* Exercices proposés:
1. Citez le passage de l'extrait qui va de « Depuis de nombreuses » jusqu'à « aux montants colossaux. ».
2. Relevez tous les nombres écrits en chiffres dans l'extrait.

* Extrait du texte:
Que sont ces Pénombres ? Rien d’autre que le clair-obscur dans lequel baigne la vie du chrétien moyen, et la façon dont la lumière divine se fait jour dans les ténèbres du monde. La présence de Dieu au cœur du monde profane ne s’impose pas avec fracas, mais s’offre à celui qui sait la discerner.

Domitille Haushalter

L’ART CACHÉ ENFIN DÉVOILÉ
La concurrence de l’art contemporain
AUDE DE KERROS

Eyrolles, 2023, 276 pages, 24,90 €

Depuis de nombreuses années, Aude de Kerros dénonce au travers de nombreuses publications l’hégémonie de l’art contemporain dit conceptuel dont la seule raison d’être est une véritable spéculation financière aux montants colossaux.

* Données fournies:
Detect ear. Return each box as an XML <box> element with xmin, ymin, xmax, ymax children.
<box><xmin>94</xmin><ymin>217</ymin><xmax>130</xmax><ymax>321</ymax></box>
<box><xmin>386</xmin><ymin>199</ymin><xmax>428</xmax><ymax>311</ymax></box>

* Corrigé des exercices:
1.
Depuis de nombreuses années, Aude de Kerros dénonce au travers de nombreuses publications l’hégémonie de l’art contemporain dit conceptuel dont la seule raison d’être est une véritable spéculation financière aux montants colossaux.

2. 2023 ; 276 ; 24,90